[Items with labeled boxes]
───

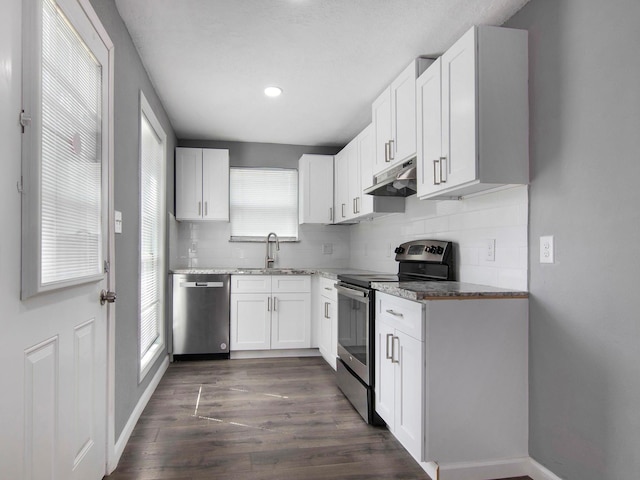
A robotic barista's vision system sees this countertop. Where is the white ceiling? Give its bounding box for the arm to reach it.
[116,0,528,145]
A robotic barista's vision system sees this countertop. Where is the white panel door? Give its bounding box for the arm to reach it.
[176,148,202,220]
[202,148,229,222]
[271,293,311,350]
[442,28,478,186]
[229,293,272,351]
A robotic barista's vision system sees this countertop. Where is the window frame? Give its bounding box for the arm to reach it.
[18,0,113,300]
[137,90,167,383]
[229,166,300,243]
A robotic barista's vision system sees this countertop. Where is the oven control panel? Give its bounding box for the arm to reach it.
[395,240,452,263]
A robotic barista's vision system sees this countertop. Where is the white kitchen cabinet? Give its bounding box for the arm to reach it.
[298,154,334,224]
[367,58,431,176]
[416,26,529,199]
[375,294,425,459]
[176,147,229,221]
[230,275,311,351]
[316,277,338,370]
[375,292,528,479]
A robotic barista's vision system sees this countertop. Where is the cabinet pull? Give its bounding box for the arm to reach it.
[391,336,400,363]
[387,309,404,318]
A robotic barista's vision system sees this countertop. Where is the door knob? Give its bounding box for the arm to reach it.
[100,290,116,305]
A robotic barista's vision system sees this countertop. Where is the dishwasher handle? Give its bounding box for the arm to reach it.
[180,282,224,288]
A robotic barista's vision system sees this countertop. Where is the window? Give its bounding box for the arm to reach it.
[229,168,298,240]
[21,0,108,298]
[139,92,166,379]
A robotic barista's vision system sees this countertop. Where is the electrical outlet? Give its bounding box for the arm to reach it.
[484,238,496,262]
[540,235,553,263]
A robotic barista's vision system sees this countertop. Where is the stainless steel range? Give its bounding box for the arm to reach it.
[336,240,454,425]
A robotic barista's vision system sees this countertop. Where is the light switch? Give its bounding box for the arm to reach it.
[115,210,122,233]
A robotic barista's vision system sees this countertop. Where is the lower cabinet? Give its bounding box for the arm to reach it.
[316,277,338,370]
[375,292,528,480]
[230,275,311,351]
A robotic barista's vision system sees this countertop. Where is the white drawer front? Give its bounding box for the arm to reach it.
[320,277,338,302]
[231,275,271,293]
[271,275,311,293]
[376,292,425,341]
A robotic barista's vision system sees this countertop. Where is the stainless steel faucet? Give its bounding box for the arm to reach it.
[264,232,280,268]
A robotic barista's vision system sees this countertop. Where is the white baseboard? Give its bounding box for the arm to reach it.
[229,348,320,360]
[527,458,562,480]
[109,355,169,473]
[438,457,530,480]
[420,457,562,480]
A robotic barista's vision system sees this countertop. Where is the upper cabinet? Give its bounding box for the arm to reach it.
[176,147,229,221]
[372,58,432,176]
[416,26,529,199]
[298,154,334,224]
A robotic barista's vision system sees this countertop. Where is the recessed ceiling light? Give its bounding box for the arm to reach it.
[264,87,282,97]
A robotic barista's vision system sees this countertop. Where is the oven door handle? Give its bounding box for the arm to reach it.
[336,285,368,301]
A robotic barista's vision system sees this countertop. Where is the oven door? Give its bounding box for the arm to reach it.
[336,283,373,385]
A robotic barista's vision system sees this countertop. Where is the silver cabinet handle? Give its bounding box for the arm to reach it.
[440,157,447,183]
[386,333,393,360]
[391,336,400,363]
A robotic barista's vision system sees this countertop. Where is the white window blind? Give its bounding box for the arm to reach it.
[229,168,298,240]
[40,0,103,285]
[139,97,165,370]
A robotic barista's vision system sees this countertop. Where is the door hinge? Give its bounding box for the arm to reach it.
[20,110,31,133]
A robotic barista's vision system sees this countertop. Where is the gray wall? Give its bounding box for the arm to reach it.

───

Task instructions: Rewrite the items, starting at the beginning and ending at the line containing "[229,166,300,243]", including both ends and leaving out the pictures. Keep the requests unchanged, and scale every bounding-box coordinate in the answers by 1.9, rounding to whole numbers with halves rounded up.

Solution to this exercise:
A robotic barista's vision system sees this countertop. Where is the white ceiling? Give its bounding box for the arm to reach it.
[220,0,1003,276]
A robotic barista's vision system sees this countertop. Where is the white panel door? Give its bounding box for the arm to reach it.
[334,281,384,418]
[384,281,435,422]
[515,557,591,665]
[840,53,908,353]
[435,557,517,667]
A robotic barista's vision system sees this countertop. Where is the window frame? Give its bounding box for the arm to reach it.
[34,0,215,570]
[260,171,317,728]
[435,315,570,462]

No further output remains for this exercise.